__TO DO__.
Each entry that follows should be given again word for word; please leave out its pictures.

Start of RECORDS SUPPLIED

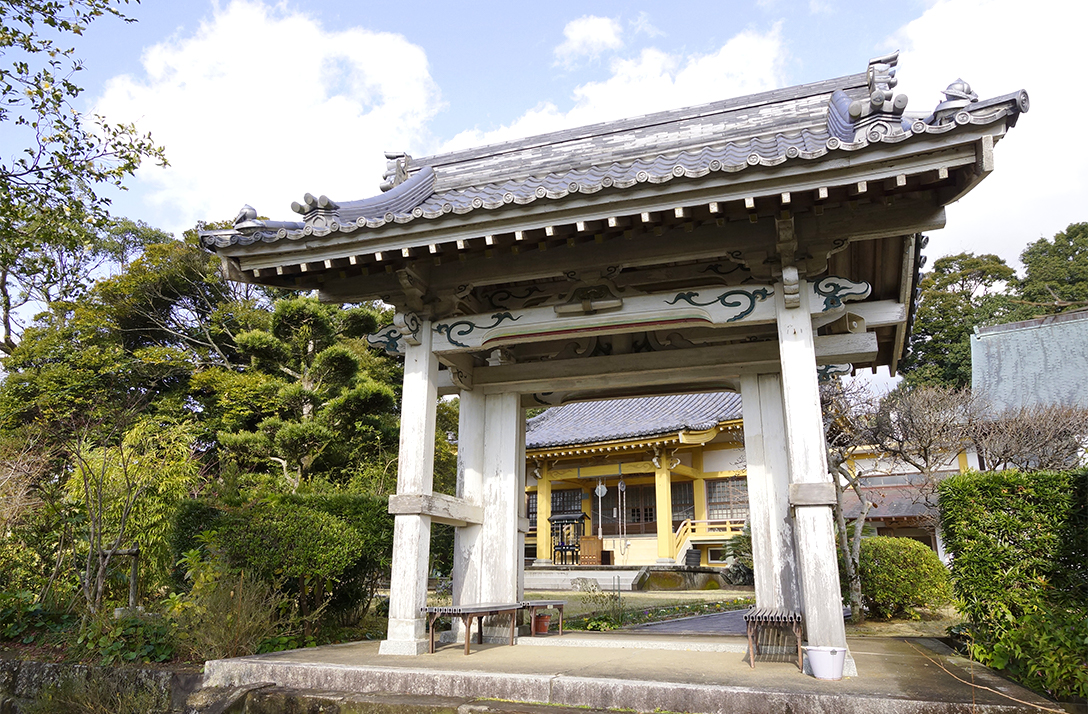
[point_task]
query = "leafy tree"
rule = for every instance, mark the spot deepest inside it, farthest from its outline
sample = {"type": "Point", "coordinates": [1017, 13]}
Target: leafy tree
{"type": "Point", "coordinates": [925, 428]}
{"type": "Point", "coordinates": [52, 211]}
{"type": "Point", "coordinates": [1055, 272]}
{"type": "Point", "coordinates": [126, 491]}
{"type": "Point", "coordinates": [848, 426]}
{"type": "Point", "coordinates": [960, 293]}
{"type": "Point", "coordinates": [329, 410]}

End of RECORDS SUPPLIED

__OUTPUT FOR THIS TASK__.
[point_task]
query = "leafy tree"
rule = for every instance, mark the spot deepest inside it, farthest from its outline
sample = {"type": "Point", "coordinates": [1017, 13]}
Target: leafy tree
{"type": "Point", "coordinates": [925, 428]}
{"type": "Point", "coordinates": [52, 211]}
{"type": "Point", "coordinates": [1055, 272]}
{"type": "Point", "coordinates": [126, 491]}
{"type": "Point", "coordinates": [848, 426]}
{"type": "Point", "coordinates": [960, 293]}
{"type": "Point", "coordinates": [329, 410]}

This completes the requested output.